**TEXT SHOWN**

RFR: 8308804: Improve UUID.randomUUID performance with bulk/scalable PRNG access
Aleksey Shipilev
shade at openjdk.org
Thu May 25 11:40:28 UTC 2023
UUID is the very important class that is used to track identities of objects in large scale systems. On some of our systems, `UUID.randomUUID` takes >1% of total CPU time, and is frequently a scalability bottleneck due to `SecureRandom` synchronization.
The major issue with UUID code itself is that it reads from the single `SecureRandom` instance by 16 bytes. So the heavily contended `SecureRandom` is bashed with very small requests. This also has a chilling effect on other users of `SecureRandom`, when there is a heavy UUID generation traffic.
We can improve this by doing the bulk reads from the backing SecureRandom and possibly striping the reads across many instances of it.
Benchmark Mode Cnt Score Error Units
### AArch64 (m6g.4xlarge, Graviton, 16 cores)
# Before
UUIDRandomBench.single thrpt 15 3.545 ± 0.058 ops/us
UUIDRandomBench.max thrpt 15 1.832 ± 0.059 ops/us ; negative scaling
# After
UUIDRandomBench.single thrpt 15 4.421 ± 0.047 ops/us
UUIDRandomBench.max thrpt 15 6.658 ± 0.092 ops/us ; positive scaling, ~1.5x
### x86_64 (c6.8xlarge, Xeon, 18 cores)

**TASKS**
• a. Give every column heading listed in the benchmark header line of the post on UUID.randomUUID performance.
• b. Locate every line in the rows below that contains the string "grille", matching case, and copy each such line.

**EXERCISE MATERIALS**
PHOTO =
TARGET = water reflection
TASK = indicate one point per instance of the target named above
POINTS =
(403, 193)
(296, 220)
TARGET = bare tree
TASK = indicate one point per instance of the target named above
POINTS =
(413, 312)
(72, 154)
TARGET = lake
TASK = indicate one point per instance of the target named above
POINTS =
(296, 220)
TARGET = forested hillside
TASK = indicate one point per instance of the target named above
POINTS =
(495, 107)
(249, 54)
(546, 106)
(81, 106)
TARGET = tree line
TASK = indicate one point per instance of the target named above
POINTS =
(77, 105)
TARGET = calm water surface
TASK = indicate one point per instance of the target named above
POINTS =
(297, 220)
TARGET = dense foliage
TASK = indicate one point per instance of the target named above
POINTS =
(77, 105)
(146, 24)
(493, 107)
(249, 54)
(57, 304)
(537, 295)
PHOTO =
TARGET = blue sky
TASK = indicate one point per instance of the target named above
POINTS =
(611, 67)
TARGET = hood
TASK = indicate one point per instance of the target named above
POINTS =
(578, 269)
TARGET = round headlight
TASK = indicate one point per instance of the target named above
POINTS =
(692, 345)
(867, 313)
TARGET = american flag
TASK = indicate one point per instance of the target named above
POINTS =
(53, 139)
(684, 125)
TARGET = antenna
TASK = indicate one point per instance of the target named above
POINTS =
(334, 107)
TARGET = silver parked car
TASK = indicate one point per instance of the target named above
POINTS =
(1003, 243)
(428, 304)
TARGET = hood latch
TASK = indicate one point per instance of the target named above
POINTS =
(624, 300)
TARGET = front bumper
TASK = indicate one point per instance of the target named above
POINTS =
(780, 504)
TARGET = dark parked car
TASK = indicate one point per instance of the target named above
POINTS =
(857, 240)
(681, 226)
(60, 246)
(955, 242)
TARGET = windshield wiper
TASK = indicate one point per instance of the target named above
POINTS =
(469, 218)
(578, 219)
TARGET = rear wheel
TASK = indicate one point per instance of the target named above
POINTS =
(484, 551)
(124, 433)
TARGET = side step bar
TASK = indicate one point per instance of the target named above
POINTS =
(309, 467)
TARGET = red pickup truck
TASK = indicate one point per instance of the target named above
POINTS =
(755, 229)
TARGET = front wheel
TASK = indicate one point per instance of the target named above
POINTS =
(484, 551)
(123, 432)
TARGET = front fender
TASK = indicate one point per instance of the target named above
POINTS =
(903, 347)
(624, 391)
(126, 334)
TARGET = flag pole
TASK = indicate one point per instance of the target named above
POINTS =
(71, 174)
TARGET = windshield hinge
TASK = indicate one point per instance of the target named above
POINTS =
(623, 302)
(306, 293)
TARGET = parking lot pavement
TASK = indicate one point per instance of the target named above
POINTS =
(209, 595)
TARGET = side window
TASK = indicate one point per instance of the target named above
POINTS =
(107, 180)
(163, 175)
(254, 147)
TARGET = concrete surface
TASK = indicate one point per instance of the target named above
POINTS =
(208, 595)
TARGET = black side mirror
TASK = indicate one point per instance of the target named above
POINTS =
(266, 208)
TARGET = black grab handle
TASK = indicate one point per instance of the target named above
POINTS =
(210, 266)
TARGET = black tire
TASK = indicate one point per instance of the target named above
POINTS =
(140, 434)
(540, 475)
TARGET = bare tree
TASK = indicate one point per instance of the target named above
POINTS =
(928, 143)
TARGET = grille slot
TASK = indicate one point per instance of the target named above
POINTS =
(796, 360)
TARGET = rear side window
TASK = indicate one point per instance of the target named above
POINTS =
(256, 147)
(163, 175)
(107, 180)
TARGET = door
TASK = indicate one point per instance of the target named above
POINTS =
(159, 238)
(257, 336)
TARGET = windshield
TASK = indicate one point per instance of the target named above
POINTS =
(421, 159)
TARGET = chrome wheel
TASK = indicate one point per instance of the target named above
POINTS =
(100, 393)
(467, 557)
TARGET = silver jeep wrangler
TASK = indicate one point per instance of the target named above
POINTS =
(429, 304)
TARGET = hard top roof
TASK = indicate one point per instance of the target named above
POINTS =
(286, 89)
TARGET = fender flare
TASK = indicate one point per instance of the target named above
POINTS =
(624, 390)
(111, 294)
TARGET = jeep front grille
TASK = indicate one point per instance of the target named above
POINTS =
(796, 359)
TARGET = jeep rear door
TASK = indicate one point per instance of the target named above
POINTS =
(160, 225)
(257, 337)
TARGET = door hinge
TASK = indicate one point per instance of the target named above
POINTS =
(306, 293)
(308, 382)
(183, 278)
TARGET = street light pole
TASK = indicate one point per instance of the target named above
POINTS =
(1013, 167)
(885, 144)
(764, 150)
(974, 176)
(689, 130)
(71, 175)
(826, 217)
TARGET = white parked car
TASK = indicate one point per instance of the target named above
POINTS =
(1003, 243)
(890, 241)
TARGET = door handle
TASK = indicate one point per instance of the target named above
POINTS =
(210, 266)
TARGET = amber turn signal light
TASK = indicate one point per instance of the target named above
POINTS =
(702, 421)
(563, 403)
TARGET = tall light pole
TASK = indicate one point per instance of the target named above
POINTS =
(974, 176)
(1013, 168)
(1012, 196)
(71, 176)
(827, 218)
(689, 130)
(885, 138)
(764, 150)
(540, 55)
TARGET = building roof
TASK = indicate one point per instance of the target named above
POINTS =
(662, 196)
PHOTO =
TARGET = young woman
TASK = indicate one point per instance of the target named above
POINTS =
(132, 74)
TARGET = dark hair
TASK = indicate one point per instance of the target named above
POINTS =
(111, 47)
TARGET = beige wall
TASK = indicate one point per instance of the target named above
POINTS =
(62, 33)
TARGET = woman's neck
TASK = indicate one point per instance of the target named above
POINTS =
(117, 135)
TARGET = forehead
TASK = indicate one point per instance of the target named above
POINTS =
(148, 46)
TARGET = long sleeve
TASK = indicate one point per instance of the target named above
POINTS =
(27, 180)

**SOLVED TASKS**
• a. Benchmark, Mode, Cnt, Score, Error, Units

• b.
TARGET = grille slot
TARGET = jeep front grille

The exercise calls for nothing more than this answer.